PROBLEM TO WORK ON — Using the data that follows, return exactly the lines from the one that contains "Target: white apartment building" through the one that contains "Target: crane mast", ends included.

INFORMATION SUPPLIED —
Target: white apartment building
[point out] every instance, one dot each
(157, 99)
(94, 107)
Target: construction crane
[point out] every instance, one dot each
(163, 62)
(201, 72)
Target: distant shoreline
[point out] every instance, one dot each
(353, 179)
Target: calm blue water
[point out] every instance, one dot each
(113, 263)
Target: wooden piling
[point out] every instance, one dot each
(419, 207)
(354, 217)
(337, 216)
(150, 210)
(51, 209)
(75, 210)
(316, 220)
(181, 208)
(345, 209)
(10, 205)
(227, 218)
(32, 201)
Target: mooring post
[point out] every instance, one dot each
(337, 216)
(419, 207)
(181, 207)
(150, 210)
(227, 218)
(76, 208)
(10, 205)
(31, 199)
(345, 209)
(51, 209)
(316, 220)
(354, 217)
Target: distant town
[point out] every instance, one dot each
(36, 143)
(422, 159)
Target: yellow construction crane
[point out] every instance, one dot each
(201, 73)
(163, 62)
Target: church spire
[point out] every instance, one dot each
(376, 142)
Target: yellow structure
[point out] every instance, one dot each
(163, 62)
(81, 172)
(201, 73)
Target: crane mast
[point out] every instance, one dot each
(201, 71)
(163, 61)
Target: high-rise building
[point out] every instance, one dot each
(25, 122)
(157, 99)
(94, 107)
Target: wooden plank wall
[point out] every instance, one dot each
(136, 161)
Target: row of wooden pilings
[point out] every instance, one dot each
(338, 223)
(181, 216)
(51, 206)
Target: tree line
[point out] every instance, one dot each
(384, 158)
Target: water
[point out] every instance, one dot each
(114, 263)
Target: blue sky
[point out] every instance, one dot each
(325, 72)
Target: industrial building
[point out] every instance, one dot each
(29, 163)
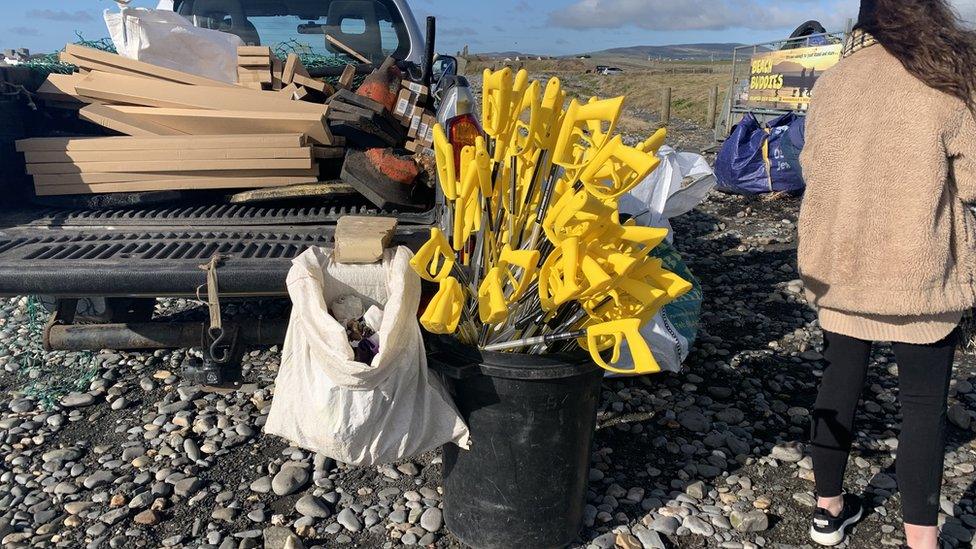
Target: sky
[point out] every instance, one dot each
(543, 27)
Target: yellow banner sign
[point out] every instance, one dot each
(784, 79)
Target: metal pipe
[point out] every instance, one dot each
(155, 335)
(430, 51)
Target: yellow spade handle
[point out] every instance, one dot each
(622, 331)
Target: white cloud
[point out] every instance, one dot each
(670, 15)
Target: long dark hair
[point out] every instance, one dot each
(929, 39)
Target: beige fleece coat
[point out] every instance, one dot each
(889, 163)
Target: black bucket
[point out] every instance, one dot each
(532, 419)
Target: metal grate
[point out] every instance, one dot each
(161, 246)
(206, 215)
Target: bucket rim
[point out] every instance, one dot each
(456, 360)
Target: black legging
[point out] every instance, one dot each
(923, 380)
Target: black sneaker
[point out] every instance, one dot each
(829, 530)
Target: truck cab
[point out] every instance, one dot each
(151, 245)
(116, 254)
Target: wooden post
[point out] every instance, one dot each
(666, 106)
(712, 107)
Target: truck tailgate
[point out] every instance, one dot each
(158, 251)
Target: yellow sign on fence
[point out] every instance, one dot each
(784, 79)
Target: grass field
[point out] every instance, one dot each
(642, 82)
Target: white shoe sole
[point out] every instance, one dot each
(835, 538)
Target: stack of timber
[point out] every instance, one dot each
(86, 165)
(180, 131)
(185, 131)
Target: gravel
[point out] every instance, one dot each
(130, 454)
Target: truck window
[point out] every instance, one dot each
==
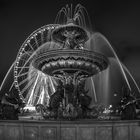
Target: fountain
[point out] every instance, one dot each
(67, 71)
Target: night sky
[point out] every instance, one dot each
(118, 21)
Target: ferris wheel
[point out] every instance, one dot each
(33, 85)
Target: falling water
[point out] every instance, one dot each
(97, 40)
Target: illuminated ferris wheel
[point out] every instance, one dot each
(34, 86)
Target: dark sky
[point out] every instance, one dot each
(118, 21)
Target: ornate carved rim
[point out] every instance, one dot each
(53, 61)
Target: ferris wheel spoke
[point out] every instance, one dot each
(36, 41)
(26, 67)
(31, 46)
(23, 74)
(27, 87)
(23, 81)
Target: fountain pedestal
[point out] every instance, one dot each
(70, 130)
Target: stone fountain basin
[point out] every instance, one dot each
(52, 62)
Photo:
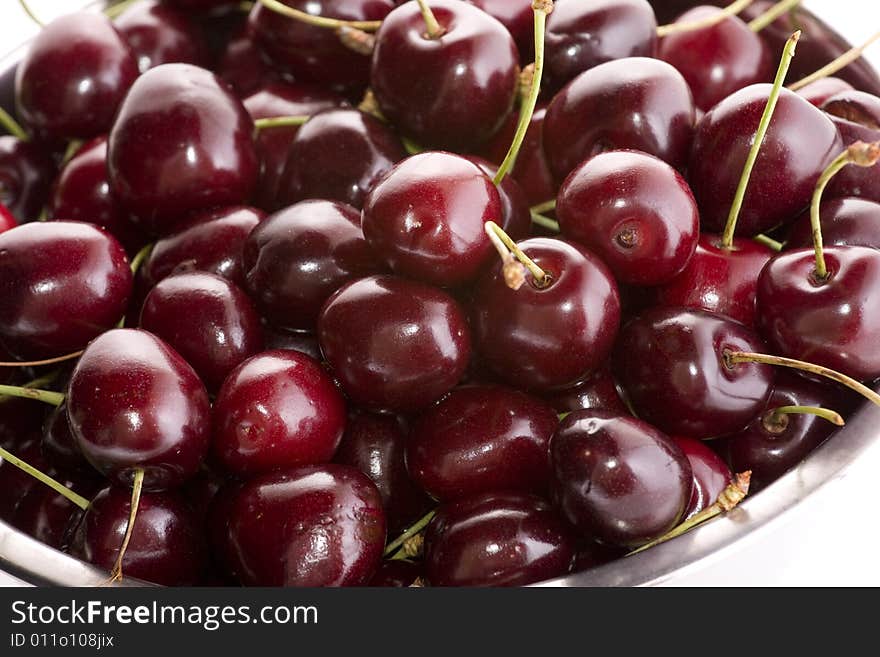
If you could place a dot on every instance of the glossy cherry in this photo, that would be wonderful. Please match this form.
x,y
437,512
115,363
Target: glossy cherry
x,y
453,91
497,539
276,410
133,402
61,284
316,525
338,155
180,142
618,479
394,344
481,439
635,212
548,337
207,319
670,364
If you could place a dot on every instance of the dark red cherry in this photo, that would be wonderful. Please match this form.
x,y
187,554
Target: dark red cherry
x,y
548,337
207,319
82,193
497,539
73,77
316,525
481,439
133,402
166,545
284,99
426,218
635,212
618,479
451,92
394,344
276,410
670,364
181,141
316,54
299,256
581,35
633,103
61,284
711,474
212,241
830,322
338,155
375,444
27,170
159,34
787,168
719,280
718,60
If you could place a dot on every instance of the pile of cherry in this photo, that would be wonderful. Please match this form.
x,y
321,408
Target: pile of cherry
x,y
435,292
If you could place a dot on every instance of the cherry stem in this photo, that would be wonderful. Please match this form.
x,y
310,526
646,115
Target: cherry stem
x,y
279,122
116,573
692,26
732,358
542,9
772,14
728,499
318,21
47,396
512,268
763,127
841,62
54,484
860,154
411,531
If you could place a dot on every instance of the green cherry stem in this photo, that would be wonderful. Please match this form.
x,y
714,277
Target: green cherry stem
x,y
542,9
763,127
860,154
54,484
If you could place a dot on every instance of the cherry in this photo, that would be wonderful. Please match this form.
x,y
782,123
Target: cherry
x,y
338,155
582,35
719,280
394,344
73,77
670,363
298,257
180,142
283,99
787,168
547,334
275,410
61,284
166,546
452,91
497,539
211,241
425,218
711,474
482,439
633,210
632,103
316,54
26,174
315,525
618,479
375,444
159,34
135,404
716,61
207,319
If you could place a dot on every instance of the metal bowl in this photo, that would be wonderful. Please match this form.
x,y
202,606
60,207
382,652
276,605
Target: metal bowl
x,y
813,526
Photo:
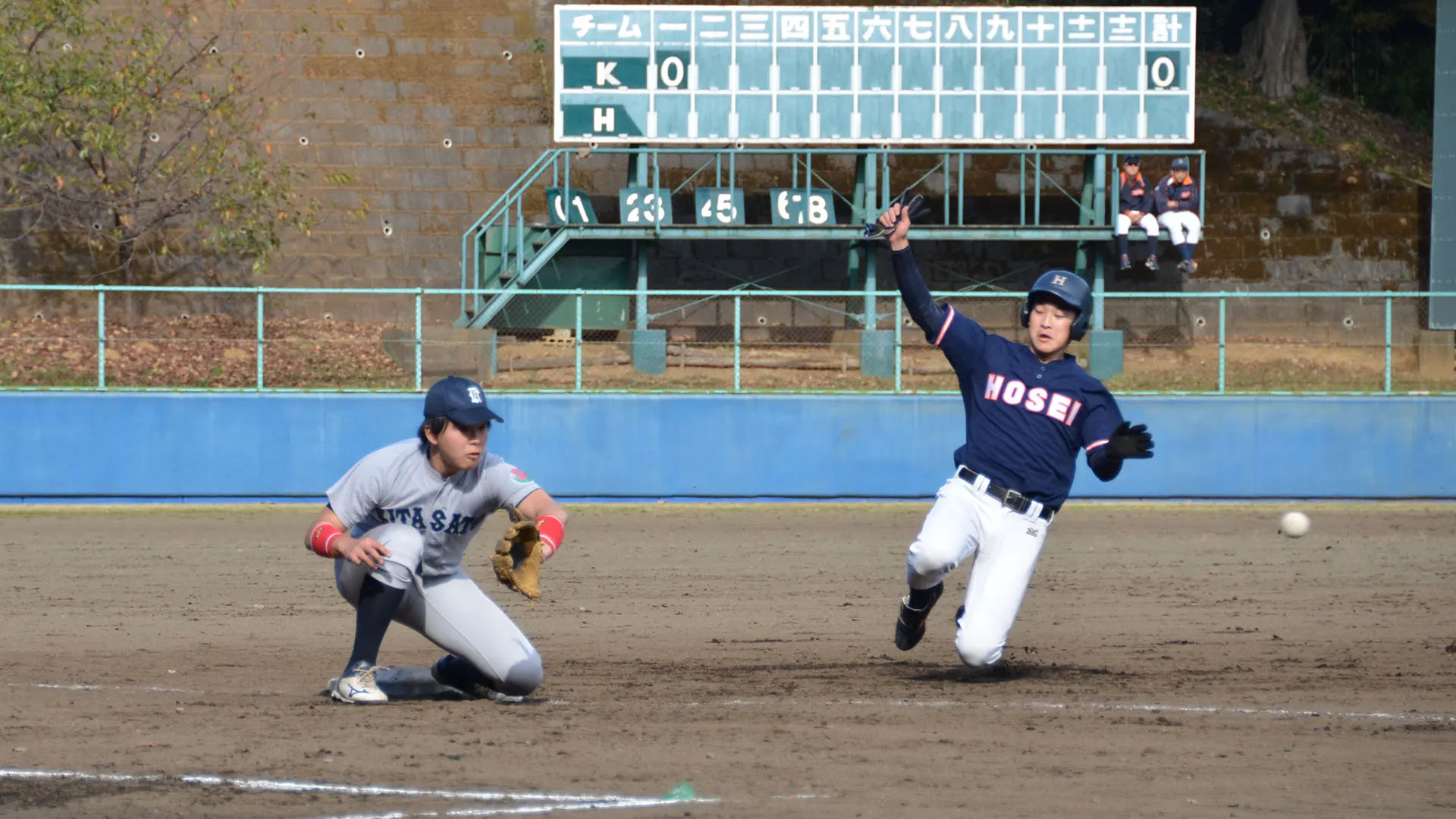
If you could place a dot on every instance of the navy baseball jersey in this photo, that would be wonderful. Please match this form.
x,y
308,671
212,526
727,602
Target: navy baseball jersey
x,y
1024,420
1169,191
---
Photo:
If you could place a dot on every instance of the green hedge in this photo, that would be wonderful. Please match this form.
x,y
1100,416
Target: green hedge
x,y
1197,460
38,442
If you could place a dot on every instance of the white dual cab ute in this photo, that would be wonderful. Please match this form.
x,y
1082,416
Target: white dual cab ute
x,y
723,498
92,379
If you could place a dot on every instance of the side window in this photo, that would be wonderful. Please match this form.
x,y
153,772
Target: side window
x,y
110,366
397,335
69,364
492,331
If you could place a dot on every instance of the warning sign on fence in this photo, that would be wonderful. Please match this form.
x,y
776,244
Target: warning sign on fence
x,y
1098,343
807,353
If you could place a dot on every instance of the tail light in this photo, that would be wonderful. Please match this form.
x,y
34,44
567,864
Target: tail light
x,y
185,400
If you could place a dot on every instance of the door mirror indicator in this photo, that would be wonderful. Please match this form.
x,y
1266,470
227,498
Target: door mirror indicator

RESULT FOR THIS TASK —
Target: white apartment building
[point out] every instance, one dot each
(157, 99)
(94, 107)
Target: construction crane
[point out] every instance, one dot each
(163, 62)
(201, 72)
Target: distant shoreline
[point out] every instance, one dot each
(353, 179)
Target: calm blue water
[point out] every instance, one dot each
(113, 263)
Target: wooden piling
[point out] every instance, one dot each
(419, 207)
(354, 217)
(337, 216)
(150, 210)
(51, 209)
(75, 210)
(316, 220)
(181, 208)
(345, 209)
(10, 205)
(227, 218)
(32, 201)
Target: mooring post
[point out] every instance, one dot each
(337, 216)
(419, 207)
(181, 207)
(150, 210)
(227, 218)
(76, 208)
(10, 205)
(31, 199)
(345, 209)
(51, 209)
(316, 220)
(354, 217)
Target: distant town
[point out] every instance, one dot each
(36, 143)
(422, 159)
Target: yellow construction crane
[point out] every instance, one dot each
(201, 73)
(163, 62)
Target: church spire
[point out] every instance, one dot each
(376, 142)
Target: yellow structure
[point out] every instance, one dot each
(163, 62)
(81, 172)
(201, 73)
Target: crane mast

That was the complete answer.